> [Exercise details]:
Retype exactly the lines from the one containing "police officer in" through the last line of the records below, including both, and leave out any pictures.

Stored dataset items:
* begin *

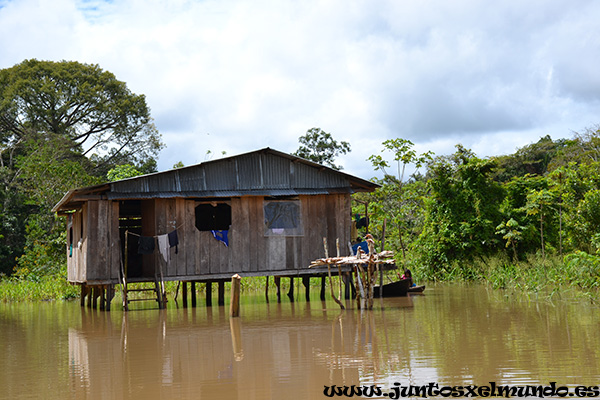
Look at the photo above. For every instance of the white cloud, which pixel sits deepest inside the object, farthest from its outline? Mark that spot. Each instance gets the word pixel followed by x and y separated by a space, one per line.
pixel 236 76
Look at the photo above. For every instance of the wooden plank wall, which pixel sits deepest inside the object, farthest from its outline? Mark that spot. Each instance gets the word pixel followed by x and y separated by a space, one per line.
pixel 102 244
pixel 76 261
pixel 250 251
pixel 199 254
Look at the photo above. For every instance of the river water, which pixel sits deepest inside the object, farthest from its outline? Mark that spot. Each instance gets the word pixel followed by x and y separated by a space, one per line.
pixel 450 336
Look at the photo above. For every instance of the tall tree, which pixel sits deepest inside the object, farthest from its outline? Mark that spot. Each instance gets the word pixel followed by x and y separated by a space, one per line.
pixel 100 116
pixel 320 147
pixel 62 125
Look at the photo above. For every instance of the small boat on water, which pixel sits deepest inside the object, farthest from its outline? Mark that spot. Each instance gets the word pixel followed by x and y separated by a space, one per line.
pixel 416 289
pixel 398 289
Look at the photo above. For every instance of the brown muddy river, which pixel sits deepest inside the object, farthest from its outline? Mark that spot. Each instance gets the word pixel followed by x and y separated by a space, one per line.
pixel 450 336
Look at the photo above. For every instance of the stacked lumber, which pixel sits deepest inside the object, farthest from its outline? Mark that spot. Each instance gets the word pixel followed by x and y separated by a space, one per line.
pixel 385 257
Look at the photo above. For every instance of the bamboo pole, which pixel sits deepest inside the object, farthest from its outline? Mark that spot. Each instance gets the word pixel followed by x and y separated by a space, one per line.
pixel 330 279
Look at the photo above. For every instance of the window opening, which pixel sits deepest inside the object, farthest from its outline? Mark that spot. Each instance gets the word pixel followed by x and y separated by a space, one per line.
pixel 213 216
pixel 283 218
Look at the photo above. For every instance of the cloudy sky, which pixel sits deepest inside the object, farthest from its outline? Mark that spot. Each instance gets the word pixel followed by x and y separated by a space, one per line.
pixel 235 76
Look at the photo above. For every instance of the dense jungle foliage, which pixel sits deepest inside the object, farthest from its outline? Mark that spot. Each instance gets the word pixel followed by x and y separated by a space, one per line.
pixel 493 219
pixel 63 125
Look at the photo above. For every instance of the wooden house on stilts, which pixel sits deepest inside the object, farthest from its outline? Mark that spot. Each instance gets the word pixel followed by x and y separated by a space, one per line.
pixel 263 213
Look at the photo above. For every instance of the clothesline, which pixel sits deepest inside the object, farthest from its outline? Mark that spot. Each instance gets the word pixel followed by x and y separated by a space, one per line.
pixel 156 236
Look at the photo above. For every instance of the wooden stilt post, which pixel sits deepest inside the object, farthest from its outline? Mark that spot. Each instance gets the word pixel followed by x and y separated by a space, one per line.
pixel 277 280
pixel 306 283
pixel 221 293
pixel 110 294
pixel 291 291
pixel 330 279
pixel 184 293
pixel 267 288
pixel 193 290
pixel 83 293
pixel 234 306
pixel 209 294
pixel 347 281
pixel 102 290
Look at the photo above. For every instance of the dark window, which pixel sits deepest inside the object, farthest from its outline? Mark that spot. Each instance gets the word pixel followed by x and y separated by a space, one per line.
pixel 213 216
pixel 283 218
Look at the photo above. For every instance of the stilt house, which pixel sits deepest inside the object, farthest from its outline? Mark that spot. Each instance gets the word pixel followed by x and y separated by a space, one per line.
pixel 257 214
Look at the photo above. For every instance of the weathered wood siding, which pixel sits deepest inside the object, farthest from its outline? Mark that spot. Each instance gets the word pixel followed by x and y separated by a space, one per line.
pixel 199 256
pixel 96 253
pixel 250 251
pixel 76 256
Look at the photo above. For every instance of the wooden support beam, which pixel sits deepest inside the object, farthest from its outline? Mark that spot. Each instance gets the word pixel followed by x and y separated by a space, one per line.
pixel 277 280
pixel 221 293
pixel 306 283
pixel 267 288
pixel 84 292
pixel 193 290
pixel 234 306
pixel 184 293
pixel 209 294
pixel 291 291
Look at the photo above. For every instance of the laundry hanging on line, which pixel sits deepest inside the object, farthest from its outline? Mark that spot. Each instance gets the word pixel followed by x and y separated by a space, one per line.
pixel 221 236
pixel 147 244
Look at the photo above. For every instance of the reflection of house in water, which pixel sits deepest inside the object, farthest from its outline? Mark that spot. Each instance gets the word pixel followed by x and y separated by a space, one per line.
pixel 183 355
pixel 262 213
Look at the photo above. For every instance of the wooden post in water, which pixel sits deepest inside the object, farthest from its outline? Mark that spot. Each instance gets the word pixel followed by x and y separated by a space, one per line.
pixel 306 283
pixel 267 288
pixel 234 307
pixel 291 291
pixel 221 293
pixel 277 280
pixel 193 290
pixel 184 293
pixel 330 279
pixel 209 294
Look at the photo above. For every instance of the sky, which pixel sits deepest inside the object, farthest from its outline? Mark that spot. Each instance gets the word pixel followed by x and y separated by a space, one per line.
pixel 235 76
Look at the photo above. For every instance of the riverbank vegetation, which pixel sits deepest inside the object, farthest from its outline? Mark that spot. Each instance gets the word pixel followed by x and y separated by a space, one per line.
pixel 528 220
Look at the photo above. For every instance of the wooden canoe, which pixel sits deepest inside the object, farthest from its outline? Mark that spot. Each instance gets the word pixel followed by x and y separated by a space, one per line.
pixel 394 289
pixel 416 289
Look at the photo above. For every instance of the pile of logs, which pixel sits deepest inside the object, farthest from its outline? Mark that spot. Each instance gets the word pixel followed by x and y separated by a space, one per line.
pixel 366 268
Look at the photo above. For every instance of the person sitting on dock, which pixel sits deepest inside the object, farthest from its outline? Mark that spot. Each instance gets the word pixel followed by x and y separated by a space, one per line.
pixel 407 275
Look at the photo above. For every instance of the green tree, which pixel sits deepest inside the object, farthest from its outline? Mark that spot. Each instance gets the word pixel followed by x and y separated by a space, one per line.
pixel 320 147
pixel 462 209
pixel 122 172
pixel 400 209
pixel 62 125
pixel 102 119
pixel 540 202
pixel 512 232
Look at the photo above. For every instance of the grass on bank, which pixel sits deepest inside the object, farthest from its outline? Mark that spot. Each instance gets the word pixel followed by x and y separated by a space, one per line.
pixel 575 275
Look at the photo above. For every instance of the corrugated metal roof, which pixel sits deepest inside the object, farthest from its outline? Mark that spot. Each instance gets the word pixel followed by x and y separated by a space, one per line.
pixel 264 172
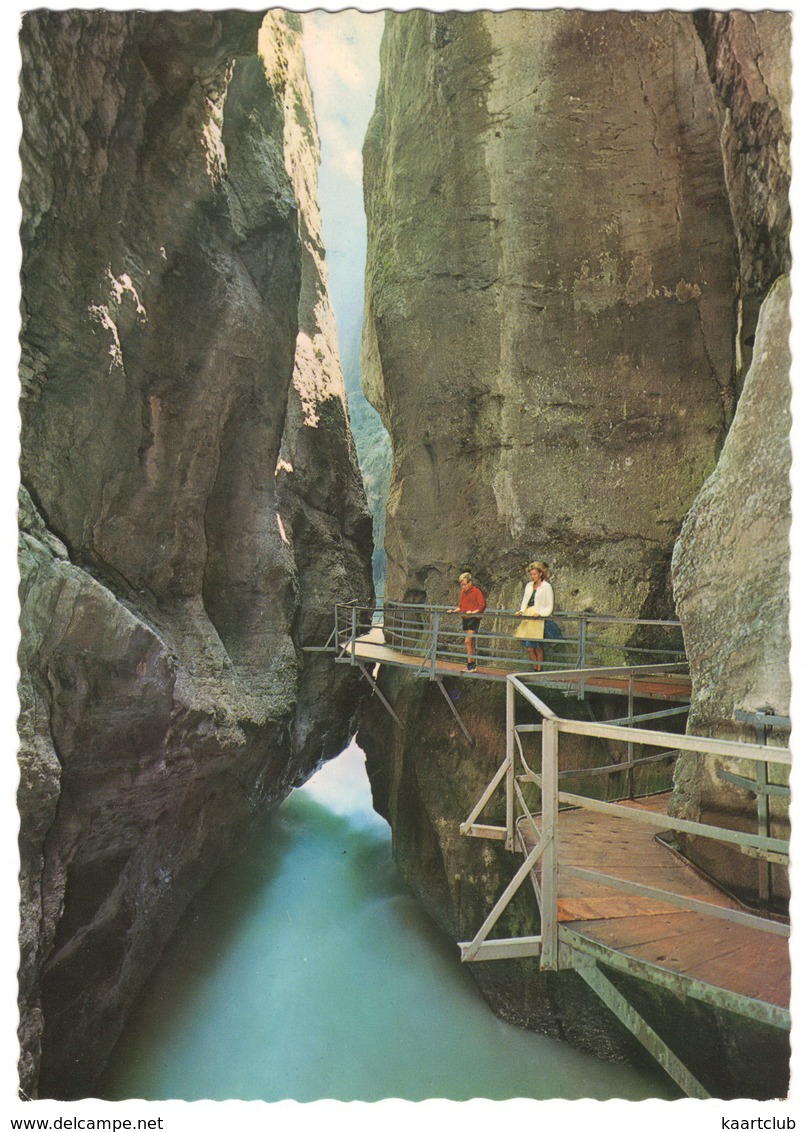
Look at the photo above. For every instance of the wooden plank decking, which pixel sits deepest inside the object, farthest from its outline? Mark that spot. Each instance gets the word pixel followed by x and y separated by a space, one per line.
pixel 372 649
pixel 720 953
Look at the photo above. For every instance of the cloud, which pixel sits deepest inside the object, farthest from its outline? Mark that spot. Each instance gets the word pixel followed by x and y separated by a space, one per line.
pixel 342 53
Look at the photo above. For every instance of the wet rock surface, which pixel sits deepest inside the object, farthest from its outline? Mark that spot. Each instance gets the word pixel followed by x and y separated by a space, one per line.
pixel 173 294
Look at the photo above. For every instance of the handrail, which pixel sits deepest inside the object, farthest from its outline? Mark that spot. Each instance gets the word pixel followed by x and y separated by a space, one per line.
pixel 543 855
pixel 434 634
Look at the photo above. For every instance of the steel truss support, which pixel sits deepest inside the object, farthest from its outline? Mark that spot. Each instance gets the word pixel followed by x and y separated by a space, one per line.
pixel 448 700
pixel 629 1017
pixel 380 695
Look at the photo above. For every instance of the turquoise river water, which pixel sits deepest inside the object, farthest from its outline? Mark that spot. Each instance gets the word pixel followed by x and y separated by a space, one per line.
pixel 305 970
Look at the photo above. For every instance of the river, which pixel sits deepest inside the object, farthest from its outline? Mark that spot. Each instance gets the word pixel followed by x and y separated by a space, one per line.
pixel 305 970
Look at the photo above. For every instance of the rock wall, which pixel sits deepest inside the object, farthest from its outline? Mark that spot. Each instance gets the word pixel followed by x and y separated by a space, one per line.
pixel 550 299
pixel 731 581
pixel 730 563
pixel 748 58
pixel 560 293
pixel 187 476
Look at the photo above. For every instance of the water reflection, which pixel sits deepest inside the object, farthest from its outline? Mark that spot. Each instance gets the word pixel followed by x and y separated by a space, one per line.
pixel 306 971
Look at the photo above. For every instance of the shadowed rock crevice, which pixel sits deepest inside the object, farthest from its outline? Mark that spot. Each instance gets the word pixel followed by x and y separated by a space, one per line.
pixel 169 200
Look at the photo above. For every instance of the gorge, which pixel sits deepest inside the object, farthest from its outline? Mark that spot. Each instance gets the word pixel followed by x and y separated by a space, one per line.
pixel 575 333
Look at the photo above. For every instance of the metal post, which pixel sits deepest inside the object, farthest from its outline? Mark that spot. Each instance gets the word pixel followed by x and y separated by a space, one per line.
pixel 435 629
pixel 763 811
pixel 630 745
pixel 549 863
pixel 581 655
pixel 511 746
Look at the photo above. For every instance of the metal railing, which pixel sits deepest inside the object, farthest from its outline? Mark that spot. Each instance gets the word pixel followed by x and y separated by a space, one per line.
pixel 435 636
pixel 515 772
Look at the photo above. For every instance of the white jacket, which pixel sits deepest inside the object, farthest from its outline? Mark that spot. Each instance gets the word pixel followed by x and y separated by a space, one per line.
pixel 543 603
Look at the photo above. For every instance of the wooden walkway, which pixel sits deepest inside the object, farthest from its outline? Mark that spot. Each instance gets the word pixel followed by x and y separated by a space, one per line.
pixel 711 952
pixel 372 649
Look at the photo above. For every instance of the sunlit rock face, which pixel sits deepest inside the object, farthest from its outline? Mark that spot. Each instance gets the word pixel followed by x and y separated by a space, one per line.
pixel 731 581
pixel 748 58
pixel 188 485
pixel 550 299
pixel 557 256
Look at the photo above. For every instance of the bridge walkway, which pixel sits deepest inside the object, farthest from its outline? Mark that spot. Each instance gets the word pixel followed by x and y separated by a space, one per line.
pixel 717 953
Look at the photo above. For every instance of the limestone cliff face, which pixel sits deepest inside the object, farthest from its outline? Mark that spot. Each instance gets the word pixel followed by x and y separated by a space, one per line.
pixel 550 301
pixel 730 572
pixel 187 472
pixel 730 563
pixel 563 257
pixel 748 57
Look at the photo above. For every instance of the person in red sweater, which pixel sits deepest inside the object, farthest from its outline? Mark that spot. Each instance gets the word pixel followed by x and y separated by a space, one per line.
pixel 471 603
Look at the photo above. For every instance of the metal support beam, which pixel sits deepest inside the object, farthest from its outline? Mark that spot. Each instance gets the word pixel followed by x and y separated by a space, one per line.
pixel 683 986
pixel 448 700
pixel 380 695
pixel 629 1017
pixel 484 799
pixel 496 911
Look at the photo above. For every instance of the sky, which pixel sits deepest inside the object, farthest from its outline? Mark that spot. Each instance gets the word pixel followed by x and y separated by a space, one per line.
pixel 341 53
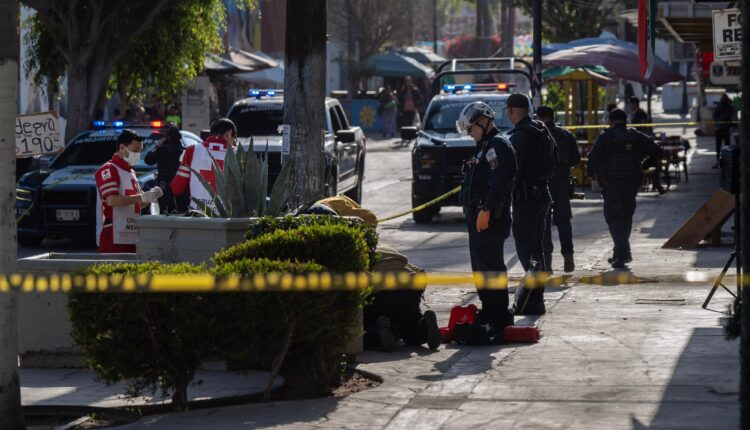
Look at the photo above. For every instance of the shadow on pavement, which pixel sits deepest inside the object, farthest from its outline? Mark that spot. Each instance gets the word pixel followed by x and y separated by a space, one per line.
pixel 704 389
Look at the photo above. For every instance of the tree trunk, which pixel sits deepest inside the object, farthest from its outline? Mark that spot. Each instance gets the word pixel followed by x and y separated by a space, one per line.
pixel 11 414
pixel 304 96
pixel 87 84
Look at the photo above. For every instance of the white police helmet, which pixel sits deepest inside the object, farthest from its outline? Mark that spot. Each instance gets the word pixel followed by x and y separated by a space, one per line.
pixel 471 113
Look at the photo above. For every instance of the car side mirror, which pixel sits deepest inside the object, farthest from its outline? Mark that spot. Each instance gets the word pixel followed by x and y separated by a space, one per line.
pixel 408 133
pixel 346 136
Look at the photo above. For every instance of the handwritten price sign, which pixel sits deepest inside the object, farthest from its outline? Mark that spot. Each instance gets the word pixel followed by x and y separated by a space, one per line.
pixel 38 134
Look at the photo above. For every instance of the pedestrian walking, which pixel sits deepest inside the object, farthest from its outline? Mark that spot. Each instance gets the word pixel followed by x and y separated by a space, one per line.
pixel 410 103
pixel 560 213
pixel 723 114
pixel 387 109
pixel 618 158
pixel 200 159
pixel 119 196
pixel 486 195
pixel 166 156
pixel 638 115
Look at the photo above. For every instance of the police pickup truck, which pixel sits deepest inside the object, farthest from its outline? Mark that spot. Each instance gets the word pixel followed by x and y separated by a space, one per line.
pixel 59 202
pixel 260 116
pixel 440 151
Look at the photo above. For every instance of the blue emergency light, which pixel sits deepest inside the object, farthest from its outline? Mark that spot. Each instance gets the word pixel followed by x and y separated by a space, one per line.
pixel 264 93
pixel 450 88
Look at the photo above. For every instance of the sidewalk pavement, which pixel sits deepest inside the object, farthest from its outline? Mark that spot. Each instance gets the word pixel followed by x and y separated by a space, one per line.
pixel 616 357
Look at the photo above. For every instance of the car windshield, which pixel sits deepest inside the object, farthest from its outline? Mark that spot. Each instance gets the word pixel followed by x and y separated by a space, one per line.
pixel 95 150
pixel 257 120
pixel 443 115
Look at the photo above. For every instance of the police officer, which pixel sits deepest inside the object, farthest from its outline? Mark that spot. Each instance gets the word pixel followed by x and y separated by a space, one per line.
pixel 560 213
pixel 617 160
pixel 535 153
pixel 486 197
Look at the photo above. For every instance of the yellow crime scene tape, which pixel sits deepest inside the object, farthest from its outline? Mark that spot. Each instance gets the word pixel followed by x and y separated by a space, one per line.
pixel 286 282
pixel 422 207
pixel 653 124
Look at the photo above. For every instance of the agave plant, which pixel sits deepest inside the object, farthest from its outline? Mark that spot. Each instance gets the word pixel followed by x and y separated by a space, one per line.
pixel 242 185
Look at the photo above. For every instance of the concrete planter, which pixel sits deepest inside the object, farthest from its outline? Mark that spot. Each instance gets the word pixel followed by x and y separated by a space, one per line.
pixel 194 240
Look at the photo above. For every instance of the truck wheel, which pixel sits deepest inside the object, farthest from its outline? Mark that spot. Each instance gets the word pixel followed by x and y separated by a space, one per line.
pixel 356 192
pixel 332 183
pixel 27 240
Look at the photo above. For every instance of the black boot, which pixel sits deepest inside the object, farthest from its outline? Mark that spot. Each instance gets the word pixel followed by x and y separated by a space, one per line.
pixel 569 264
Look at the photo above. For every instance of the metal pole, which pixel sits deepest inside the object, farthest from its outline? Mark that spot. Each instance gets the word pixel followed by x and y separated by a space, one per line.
pixel 537 23
pixel 745 228
pixel 434 25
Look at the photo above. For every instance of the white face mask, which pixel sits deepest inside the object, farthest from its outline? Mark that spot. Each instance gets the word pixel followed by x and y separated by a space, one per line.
pixel 133 157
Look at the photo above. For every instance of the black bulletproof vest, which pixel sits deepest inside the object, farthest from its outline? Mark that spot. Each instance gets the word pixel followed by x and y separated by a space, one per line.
pixel 625 153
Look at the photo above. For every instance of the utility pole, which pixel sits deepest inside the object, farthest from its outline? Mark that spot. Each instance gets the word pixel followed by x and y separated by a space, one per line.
pixel 745 228
pixel 11 414
pixel 537 34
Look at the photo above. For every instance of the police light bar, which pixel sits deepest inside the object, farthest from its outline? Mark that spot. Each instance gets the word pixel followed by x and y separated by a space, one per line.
pixel 476 87
pixel 264 93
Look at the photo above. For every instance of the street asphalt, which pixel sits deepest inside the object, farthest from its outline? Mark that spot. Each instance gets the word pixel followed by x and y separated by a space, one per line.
pixel 636 356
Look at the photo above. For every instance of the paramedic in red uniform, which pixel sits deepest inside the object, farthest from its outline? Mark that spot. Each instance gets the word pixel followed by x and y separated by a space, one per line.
pixel 200 158
pixel 120 196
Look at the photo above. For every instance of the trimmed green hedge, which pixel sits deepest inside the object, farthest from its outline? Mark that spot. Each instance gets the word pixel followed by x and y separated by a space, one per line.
pixel 157 341
pixel 339 248
pixel 267 225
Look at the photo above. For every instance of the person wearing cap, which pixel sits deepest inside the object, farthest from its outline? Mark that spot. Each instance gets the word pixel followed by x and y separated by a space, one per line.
pixel 536 153
pixel 486 195
pixel 119 196
pixel 560 213
pixel 638 115
pixel 200 159
pixel 166 156
pixel 618 158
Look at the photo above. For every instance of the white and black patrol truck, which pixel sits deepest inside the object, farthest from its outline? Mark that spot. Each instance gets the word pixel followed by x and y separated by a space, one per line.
pixel 440 152
pixel 260 116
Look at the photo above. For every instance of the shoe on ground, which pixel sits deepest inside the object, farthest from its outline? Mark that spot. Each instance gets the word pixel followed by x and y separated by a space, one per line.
pixel 387 339
pixel 434 339
pixel 569 264
pixel 625 260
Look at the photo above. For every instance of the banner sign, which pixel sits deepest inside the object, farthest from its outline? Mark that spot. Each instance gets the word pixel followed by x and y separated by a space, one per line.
pixel 727 34
pixel 38 134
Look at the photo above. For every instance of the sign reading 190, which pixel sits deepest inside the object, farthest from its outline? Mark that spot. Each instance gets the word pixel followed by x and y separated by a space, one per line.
pixel 37 134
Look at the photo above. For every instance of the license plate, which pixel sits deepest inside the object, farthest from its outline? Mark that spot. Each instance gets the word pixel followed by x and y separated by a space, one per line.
pixel 68 214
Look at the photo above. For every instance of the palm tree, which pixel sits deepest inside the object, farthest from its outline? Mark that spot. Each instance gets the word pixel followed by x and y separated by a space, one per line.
pixel 11 414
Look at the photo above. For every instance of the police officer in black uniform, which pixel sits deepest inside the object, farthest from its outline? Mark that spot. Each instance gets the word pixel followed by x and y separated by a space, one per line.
pixel 486 197
pixel 536 154
pixel 568 156
pixel 617 160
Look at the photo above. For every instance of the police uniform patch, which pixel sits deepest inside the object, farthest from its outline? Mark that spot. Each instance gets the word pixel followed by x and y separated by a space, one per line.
pixel 492 158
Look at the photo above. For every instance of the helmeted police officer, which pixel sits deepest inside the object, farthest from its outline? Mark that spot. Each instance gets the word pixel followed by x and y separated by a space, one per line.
pixel 535 153
pixel 486 197
pixel 617 160
pixel 560 213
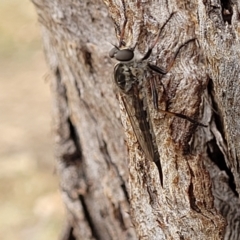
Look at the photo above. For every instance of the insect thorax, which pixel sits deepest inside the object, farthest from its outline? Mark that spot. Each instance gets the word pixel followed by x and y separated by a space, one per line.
pixel 127 74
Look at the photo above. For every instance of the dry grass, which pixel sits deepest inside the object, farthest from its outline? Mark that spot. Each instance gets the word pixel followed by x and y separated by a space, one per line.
pixel 30 203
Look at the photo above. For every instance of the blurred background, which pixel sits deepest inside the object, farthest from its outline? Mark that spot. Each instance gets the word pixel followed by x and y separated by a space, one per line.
pixel 30 203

* end *

> [Result for this exercise]:
Look at the photo above. For every instance of the police officer in black uniform, which pixel sits deepest inside the object, farthest from its outline? Mark that spot. Each instance gets the word pixel followed by x and y separated by a space, one per line.
pixel 486 197
pixel 536 154
pixel 568 156
pixel 617 160
Look at the photo above. For every instance of the police uniform patch, which pixel sits deepest inside the object, farthest from its outline? Mark that spot. Each instance gets the word pixel followed by x and y separated by a space, one per line.
pixel 492 158
Look at the photo above. For every instance of the helmeted police officer, which pixel sits deepest inside the object, farthest from its outline? Mark that spot. Each instance gets the word pixel followed by x and y separated by a space, one per line.
pixel 535 153
pixel 486 197
pixel 617 160
pixel 560 213
Look at the photo above. For every instance of the insect thorax, which pixel sits deepest inside the object, farthest from its outline? Mark that spot. Each instance gets the word pixel followed by x and y separated by a space, one per line.
pixel 127 74
Look at the photo above. For every instance of the dry grass, which pixel sits deepest inside the object, farthest from its outline? Mark that spot. Each instance gets the word pixel followed by x and y separated by a space, one per line.
pixel 30 203
Look at the photo above. For every instance of the blurred background, which pixel sits deepest inside the object, farthest from its outline? Mark that spot. Each instance gets the word pixel followed by x and y separated by a space, one per line.
pixel 30 203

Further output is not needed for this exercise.